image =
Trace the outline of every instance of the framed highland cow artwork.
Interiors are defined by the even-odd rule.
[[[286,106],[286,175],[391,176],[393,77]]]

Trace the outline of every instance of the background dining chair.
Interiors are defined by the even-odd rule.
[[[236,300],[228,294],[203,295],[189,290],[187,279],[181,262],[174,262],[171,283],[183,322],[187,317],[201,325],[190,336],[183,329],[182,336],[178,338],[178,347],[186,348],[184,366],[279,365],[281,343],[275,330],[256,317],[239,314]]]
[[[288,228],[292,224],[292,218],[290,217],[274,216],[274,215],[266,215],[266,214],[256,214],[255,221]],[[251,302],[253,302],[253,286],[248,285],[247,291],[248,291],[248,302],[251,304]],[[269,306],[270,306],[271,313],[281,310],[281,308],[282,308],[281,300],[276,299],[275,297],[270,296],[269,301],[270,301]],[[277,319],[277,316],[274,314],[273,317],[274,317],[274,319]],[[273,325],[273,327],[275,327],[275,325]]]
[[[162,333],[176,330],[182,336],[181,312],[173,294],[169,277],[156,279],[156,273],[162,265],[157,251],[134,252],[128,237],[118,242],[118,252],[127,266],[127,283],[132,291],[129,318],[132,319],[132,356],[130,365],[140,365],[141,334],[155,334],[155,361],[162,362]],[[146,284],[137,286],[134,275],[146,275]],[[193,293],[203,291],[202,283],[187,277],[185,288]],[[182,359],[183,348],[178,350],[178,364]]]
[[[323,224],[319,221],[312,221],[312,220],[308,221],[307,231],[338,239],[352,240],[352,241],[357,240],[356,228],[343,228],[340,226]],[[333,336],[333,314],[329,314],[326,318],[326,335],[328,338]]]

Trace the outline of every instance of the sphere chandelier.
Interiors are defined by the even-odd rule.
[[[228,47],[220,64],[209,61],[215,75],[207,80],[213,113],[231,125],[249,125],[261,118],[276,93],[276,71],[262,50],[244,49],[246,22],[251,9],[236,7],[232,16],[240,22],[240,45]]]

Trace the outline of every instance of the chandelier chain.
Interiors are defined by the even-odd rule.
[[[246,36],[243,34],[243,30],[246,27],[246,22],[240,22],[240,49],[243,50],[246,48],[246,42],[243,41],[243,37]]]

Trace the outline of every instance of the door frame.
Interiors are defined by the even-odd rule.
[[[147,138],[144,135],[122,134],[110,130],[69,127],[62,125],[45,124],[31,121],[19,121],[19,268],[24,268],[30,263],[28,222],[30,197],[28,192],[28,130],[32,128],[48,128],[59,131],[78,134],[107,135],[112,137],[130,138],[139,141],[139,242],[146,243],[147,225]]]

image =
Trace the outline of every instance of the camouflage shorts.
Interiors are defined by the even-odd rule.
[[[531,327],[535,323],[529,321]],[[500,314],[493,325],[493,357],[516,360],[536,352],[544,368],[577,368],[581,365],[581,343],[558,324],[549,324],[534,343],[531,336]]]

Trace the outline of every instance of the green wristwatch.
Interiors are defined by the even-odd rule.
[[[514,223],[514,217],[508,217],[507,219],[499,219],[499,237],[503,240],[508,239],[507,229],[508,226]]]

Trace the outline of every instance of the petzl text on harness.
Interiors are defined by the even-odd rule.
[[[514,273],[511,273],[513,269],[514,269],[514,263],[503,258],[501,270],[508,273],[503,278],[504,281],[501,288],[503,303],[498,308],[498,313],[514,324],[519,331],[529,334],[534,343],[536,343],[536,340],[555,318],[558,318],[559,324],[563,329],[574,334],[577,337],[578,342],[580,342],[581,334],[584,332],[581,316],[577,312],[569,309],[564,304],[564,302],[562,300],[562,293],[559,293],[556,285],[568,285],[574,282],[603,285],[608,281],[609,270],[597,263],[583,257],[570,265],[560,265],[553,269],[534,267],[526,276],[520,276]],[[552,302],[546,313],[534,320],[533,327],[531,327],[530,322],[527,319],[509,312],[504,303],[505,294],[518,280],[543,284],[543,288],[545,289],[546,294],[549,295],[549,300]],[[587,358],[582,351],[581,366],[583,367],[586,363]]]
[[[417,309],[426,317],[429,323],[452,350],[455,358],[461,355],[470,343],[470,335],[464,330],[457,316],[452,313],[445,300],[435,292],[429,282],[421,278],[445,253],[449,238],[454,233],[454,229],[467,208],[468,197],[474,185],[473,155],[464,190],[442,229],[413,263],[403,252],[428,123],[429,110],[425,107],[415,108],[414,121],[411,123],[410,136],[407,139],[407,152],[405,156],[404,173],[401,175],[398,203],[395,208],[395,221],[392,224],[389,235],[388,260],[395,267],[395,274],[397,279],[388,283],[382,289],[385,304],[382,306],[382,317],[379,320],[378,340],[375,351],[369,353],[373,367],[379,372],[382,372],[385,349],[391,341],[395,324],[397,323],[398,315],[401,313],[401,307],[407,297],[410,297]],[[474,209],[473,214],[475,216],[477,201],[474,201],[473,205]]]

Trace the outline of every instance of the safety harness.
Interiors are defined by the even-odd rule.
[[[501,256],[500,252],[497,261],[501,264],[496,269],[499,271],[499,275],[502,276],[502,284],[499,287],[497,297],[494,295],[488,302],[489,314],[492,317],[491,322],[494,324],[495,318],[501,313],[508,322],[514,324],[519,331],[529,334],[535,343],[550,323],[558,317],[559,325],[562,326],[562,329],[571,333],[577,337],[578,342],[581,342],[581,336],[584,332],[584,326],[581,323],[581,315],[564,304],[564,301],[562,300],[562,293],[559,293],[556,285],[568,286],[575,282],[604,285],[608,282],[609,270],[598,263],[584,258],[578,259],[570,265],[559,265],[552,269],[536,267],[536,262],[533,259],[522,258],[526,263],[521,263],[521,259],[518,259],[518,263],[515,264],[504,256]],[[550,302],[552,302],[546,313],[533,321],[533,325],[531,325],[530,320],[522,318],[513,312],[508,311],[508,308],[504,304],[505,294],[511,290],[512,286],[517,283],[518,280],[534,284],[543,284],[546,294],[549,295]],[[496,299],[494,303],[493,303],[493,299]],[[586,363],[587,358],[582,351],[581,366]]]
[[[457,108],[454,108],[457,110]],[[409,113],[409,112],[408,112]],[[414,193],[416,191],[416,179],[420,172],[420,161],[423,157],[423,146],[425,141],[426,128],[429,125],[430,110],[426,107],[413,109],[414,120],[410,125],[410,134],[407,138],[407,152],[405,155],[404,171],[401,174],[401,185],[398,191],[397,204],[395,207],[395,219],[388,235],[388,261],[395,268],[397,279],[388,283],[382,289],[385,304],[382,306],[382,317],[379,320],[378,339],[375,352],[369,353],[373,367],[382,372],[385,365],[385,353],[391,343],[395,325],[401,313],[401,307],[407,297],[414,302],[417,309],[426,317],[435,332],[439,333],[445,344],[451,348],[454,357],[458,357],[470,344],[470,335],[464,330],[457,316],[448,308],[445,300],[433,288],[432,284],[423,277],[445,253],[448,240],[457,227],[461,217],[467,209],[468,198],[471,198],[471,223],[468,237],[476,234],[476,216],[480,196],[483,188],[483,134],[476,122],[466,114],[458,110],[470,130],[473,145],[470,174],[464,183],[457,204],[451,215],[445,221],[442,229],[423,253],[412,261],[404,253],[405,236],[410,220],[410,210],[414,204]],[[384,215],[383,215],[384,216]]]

•••••

## GIVEN INSTRUCTION
Convert every line of the listing above into a JSON list of strings, one string per line, leaving out blank lines.

## RESPONSE FOR THIS EXERCISE
[
  "image =",
  "Trace the outline of every instance of the framed highland cow artwork.",
  "Interiors are defined by the even-odd rule.",
  "[[[286,106],[286,175],[391,176],[393,77]]]",
  "Trace the outline of every instance of the background dining chair.",
  "Interiors are defined by the even-odd rule.",
  "[[[236,300],[228,294],[203,295],[189,290],[187,279],[181,262],[174,262],[171,283],[183,322],[187,317],[201,325],[190,336],[183,329],[182,336],[178,338],[178,347],[186,348],[184,366],[279,365],[281,343],[275,330],[256,317],[239,314]]]",
  "[[[288,228],[292,224],[292,218],[290,217],[274,216],[274,215],[266,215],[266,214],[256,214],[255,221]],[[251,302],[253,302],[253,286],[248,285],[247,291],[248,291],[248,302],[251,304]],[[269,306],[270,306],[271,313],[281,310],[281,308],[282,308],[281,300],[276,299],[275,297],[270,296],[269,301],[270,301]],[[277,319],[277,316],[274,314],[273,317],[274,317],[274,319]],[[273,325],[273,327],[275,327],[275,325]]]",
  "[[[162,333],[176,330],[182,336],[181,312],[173,294],[169,277],[156,279],[156,273],[162,265],[157,251],[134,252],[128,237],[118,242],[118,252],[127,266],[127,283],[132,291],[129,318],[132,319],[132,356],[130,365],[140,365],[141,334],[155,334],[155,361],[162,362]],[[146,284],[137,286],[134,275],[146,275]],[[193,293],[203,291],[202,283],[187,277],[185,288]],[[182,359],[183,348],[178,350],[178,364]]]",
  "[[[323,224],[319,221],[312,221],[312,220],[308,221],[307,231],[338,239],[352,240],[352,241],[357,240],[356,228],[343,228],[340,226]],[[333,336],[333,314],[329,314],[326,318],[326,335],[328,338]]]",
  "Trace the outline of every instance of the sphere chandelier.",
  "Interiors are defined by the even-odd rule.",
  "[[[228,47],[220,64],[209,61],[215,75],[207,80],[213,113],[231,125],[249,125],[261,118],[276,93],[276,71],[262,50],[244,49],[246,22],[251,9],[236,7],[232,16],[240,22],[240,45]]]",
  "Trace the outline of every instance of the chandelier chain.",
  "Interiors are defined by the even-odd rule.",
  "[[[246,36],[243,34],[243,30],[246,27],[246,22],[240,22],[240,49],[243,50],[246,48],[246,42],[243,41],[243,37]]]",
  "Trace the outline of every instance of the door frame.",
  "Interiors are defined by the even-odd rule.",
  "[[[147,138],[144,135],[122,134],[110,130],[69,127],[62,125],[45,124],[31,121],[19,121],[19,268],[24,268],[30,263],[28,222],[30,197],[28,192],[28,130],[32,128],[48,128],[59,131],[78,134],[107,135],[112,137],[130,138],[139,141],[139,242],[146,243],[147,225]]]",
  "image =",
  "Trace the outline of every instance of the camouflage shorts.",
  "Interiors are defined by the even-odd rule.",
  "[[[531,327],[535,323],[529,321]],[[500,314],[493,325],[493,357],[516,360],[536,352],[544,368],[577,368],[581,365],[581,343],[558,324],[549,324],[534,343],[531,336]]]",
  "Trace the outline of every instance of the green wristwatch.",
  "Interiors are defined by the even-odd rule.",
  "[[[514,223],[514,217],[508,217],[507,219],[499,219],[499,237],[503,240],[508,239],[507,229],[508,226]]]",
  "Trace the outline of every instance of the petzl text on harness.",
  "Interiors are defined by the even-odd rule.",
  "[[[514,273],[511,273],[513,269],[514,269],[514,263],[503,258],[501,270],[508,273],[503,278],[504,281],[501,288],[503,303],[498,308],[498,313],[514,324],[519,331],[529,334],[534,343],[536,343],[536,340],[555,318],[558,318],[559,324],[563,329],[574,334],[577,337],[578,342],[580,342],[581,334],[584,332],[581,316],[577,312],[569,309],[564,304],[564,302],[562,300],[562,293],[559,293],[556,285],[568,285],[574,282],[603,285],[608,281],[609,270],[597,263],[583,257],[570,265],[560,265],[553,269],[534,267],[526,276],[520,276]],[[552,302],[546,313],[534,320],[533,327],[531,327],[530,322],[527,319],[509,312],[504,303],[505,294],[518,280],[543,284],[543,288],[545,289],[546,294],[549,295],[549,300]],[[587,358],[582,351],[581,366],[583,367],[586,363]]]",
  "[[[417,309],[426,317],[429,323],[452,350],[455,358],[461,355],[470,343],[470,335],[464,330],[457,316],[452,313],[445,300],[435,292],[429,282],[421,278],[445,253],[449,238],[454,233],[454,229],[467,208],[468,197],[474,185],[473,155],[464,190],[442,229],[413,263],[403,252],[428,123],[429,110],[425,107],[415,108],[414,121],[411,123],[410,136],[407,139],[407,152],[405,156],[404,173],[401,175],[398,203],[395,208],[395,221],[392,224],[389,235],[388,260],[395,267],[395,274],[397,279],[388,283],[382,289],[385,304],[382,306],[382,317],[379,320],[378,340],[375,351],[369,353],[373,367],[379,372],[382,372],[385,349],[391,341],[395,324],[397,323],[398,315],[401,313],[401,307],[407,297],[410,297]],[[474,209],[473,214],[475,216],[477,201],[474,201],[473,205]]]",
  "Trace the outline of every instance of the safety harness.",
  "Interiors are defined by the even-odd rule.",
  "[[[501,256],[500,252],[497,261],[501,264],[496,269],[499,271],[499,275],[502,276],[502,284],[499,287],[497,297],[494,295],[488,302],[489,314],[492,317],[491,322],[494,324],[495,318],[501,313],[508,322],[514,324],[519,331],[529,334],[535,343],[550,323],[558,317],[559,325],[562,326],[562,329],[571,333],[577,337],[578,342],[581,342],[581,336],[584,332],[584,326],[581,323],[581,315],[564,304],[564,301],[562,300],[562,293],[559,293],[556,285],[568,286],[575,282],[604,285],[608,282],[609,270],[598,263],[584,258],[578,259],[570,265],[559,265],[552,269],[536,267],[536,262],[533,259],[522,258],[526,263],[521,263],[521,259],[518,259],[518,263],[515,264],[504,256]],[[550,302],[552,302],[546,313],[533,321],[533,325],[531,325],[530,320],[522,318],[513,312],[508,311],[508,308],[504,304],[505,294],[511,290],[512,286],[517,283],[518,280],[534,284],[543,284],[546,294],[549,295]],[[496,299],[494,303],[493,303],[493,299]],[[586,363],[587,358],[582,351],[581,366]]]",
  "[[[457,108],[454,108],[457,110]],[[409,113],[409,112],[408,112]],[[414,193],[416,191],[416,179],[420,172],[420,161],[423,157],[423,146],[425,141],[426,128],[429,125],[430,110],[426,107],[413,109],[414,120],[410,125],[410,134],[407,138],[407,152],[405,155],[404,171],[401,174],[401,185],[398,191],[397,204],[395,207],[395,219],[388,235],[388,261],[395,268],[397,279],[388,283],[382,289],[385,304],[382,306],[382,317],[379,320],[378,339],[375,352],[369,353],[373,367],[382,372],[385,365],[385,353],[391,343],[395,325],[401,313],[401,307],[407,297],[414,302],[417,309],[426,317],[435,332],[439,333],[445,344],[451,348],[454,357],[458,357],[470,344],[470,335],[464,330],[457,316],[448,308],[445,300],[433,288],[432,284],[423,277],[445,253],[448,240],[457,227],[461,217],[467,209],[468,198],[471,198],[471,223],[468,237],[476,234],[476,216],[480,196],[483,188],[483,134],[476,122],[466,114],[458,110],[470,130],[473,145],[470,174],[464,183],[457,204],[451,215],[445,221],[442,229],[423,253],[412,261],[404,253],[405,236],[410,220],[410,210],[414,204]],[[384,215],[383,215],[384,216]]]"
]